Filter the material below, keeping every line that contains the word "wall".

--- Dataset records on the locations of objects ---
******************************

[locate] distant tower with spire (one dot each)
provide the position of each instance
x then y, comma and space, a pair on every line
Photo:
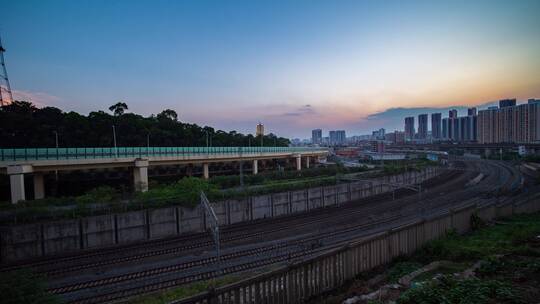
5, 89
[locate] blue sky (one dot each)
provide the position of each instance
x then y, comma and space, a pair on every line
293, 65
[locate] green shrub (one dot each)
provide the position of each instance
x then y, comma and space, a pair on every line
401, 269
448, 289
184, 192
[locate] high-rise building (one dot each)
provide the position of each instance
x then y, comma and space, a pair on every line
337, 137
316, 136
400, 137
503, 103
509, 124
409, 128
444, 131
422, 126
436, 126
377, 146
260, 130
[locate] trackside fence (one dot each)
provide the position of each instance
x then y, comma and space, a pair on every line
325, 272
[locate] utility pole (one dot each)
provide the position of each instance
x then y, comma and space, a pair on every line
5, 88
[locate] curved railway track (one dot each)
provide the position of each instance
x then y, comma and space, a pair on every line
114, 287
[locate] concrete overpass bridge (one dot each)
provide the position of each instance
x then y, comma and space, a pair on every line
38, 161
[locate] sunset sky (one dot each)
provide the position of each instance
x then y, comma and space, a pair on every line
293, 65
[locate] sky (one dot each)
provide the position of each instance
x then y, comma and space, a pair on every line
292, 65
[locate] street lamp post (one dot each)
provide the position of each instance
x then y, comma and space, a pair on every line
56, 138
114, 141
56, 141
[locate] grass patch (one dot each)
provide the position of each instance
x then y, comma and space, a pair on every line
447, 289
500, 239
23, 287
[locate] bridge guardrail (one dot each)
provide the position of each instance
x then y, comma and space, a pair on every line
20, 154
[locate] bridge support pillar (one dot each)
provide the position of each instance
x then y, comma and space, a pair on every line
16, 181
140, 175
39, 186
206, 171
255, 166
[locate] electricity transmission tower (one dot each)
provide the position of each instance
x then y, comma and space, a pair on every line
5, 89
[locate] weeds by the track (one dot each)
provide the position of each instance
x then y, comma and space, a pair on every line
509, 273
183, 291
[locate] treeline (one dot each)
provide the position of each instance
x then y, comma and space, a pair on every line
23, 125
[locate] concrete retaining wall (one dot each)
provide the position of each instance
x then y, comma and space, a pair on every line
302, 281
19, 242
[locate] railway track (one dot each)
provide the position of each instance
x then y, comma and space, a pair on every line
206, 275
66, 265
148, 280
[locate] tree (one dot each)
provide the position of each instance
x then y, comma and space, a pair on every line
168, 114
118, 108
23, 125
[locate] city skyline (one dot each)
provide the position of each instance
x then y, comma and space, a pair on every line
351, 66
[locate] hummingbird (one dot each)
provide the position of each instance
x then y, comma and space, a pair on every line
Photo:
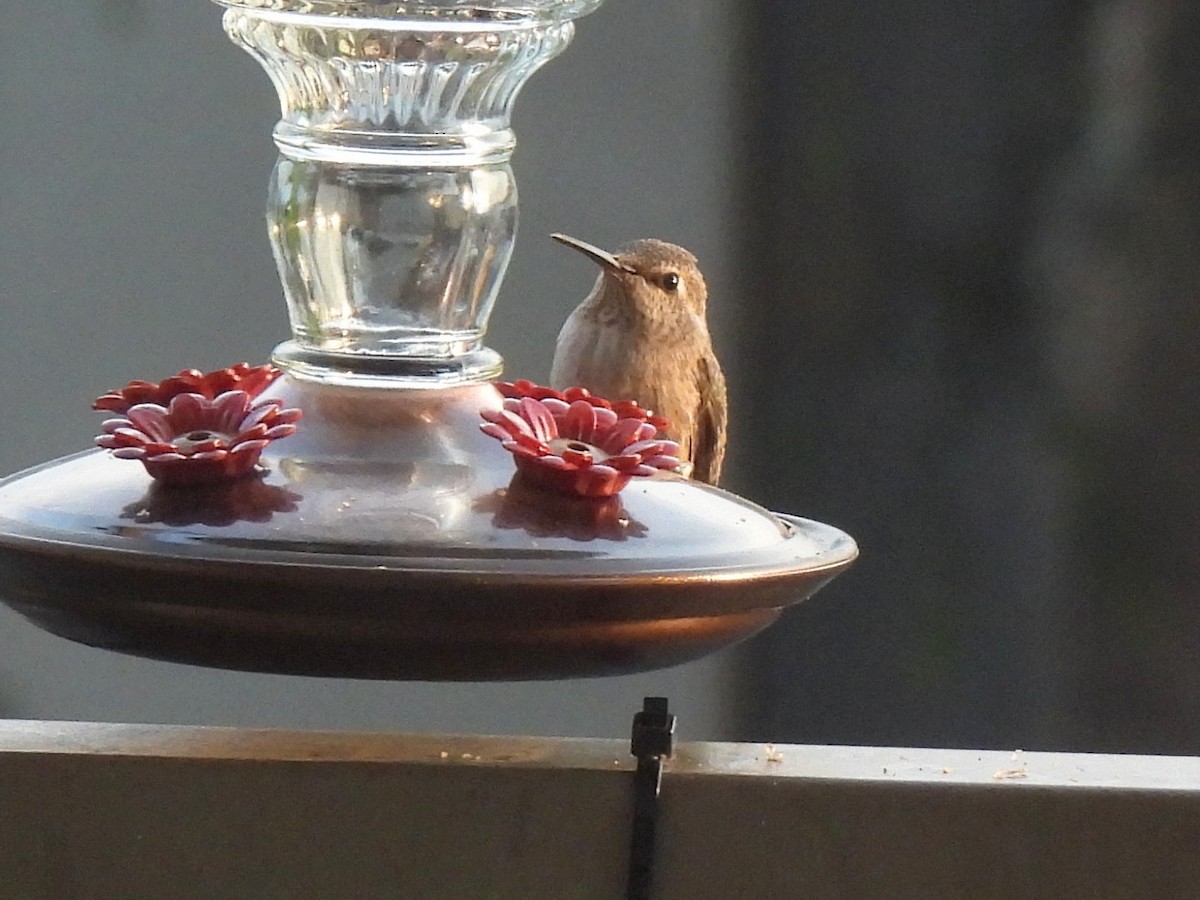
642, 335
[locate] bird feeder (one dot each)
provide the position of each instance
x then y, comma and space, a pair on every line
388, 537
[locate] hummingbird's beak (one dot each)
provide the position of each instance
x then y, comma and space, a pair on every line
594, 253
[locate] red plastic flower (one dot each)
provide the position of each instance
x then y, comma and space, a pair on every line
623, 408
577, 448
241, 377
197, 439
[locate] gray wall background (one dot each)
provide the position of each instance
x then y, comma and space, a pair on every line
136, 149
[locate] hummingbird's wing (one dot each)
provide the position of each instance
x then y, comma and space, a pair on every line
708, 450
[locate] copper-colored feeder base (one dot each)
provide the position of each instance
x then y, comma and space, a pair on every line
438, 567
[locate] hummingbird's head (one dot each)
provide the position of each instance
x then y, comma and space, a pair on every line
653, 274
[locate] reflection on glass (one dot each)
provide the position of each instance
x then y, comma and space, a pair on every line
245, 499
544, 514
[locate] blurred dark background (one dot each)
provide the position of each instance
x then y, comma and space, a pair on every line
953, 257
971, 281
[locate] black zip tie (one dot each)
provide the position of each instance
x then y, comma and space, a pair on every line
653, 741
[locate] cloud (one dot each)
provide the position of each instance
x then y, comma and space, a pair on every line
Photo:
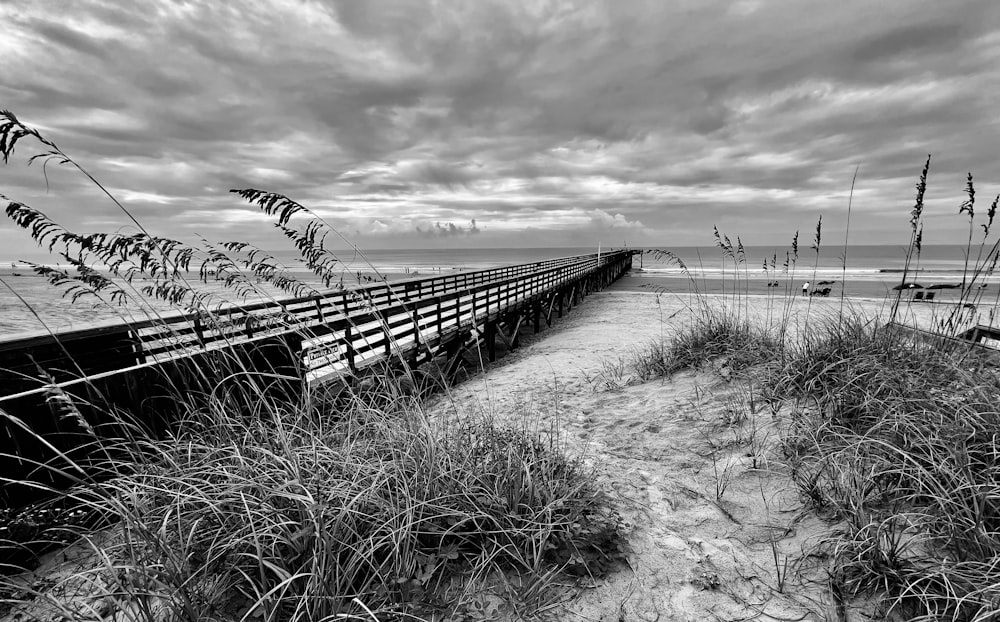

******************************

--- PROBLEM SOLUTION ---
[locate] concrete retaining wall (one dot each)
[locate] gray wall background (one dot each)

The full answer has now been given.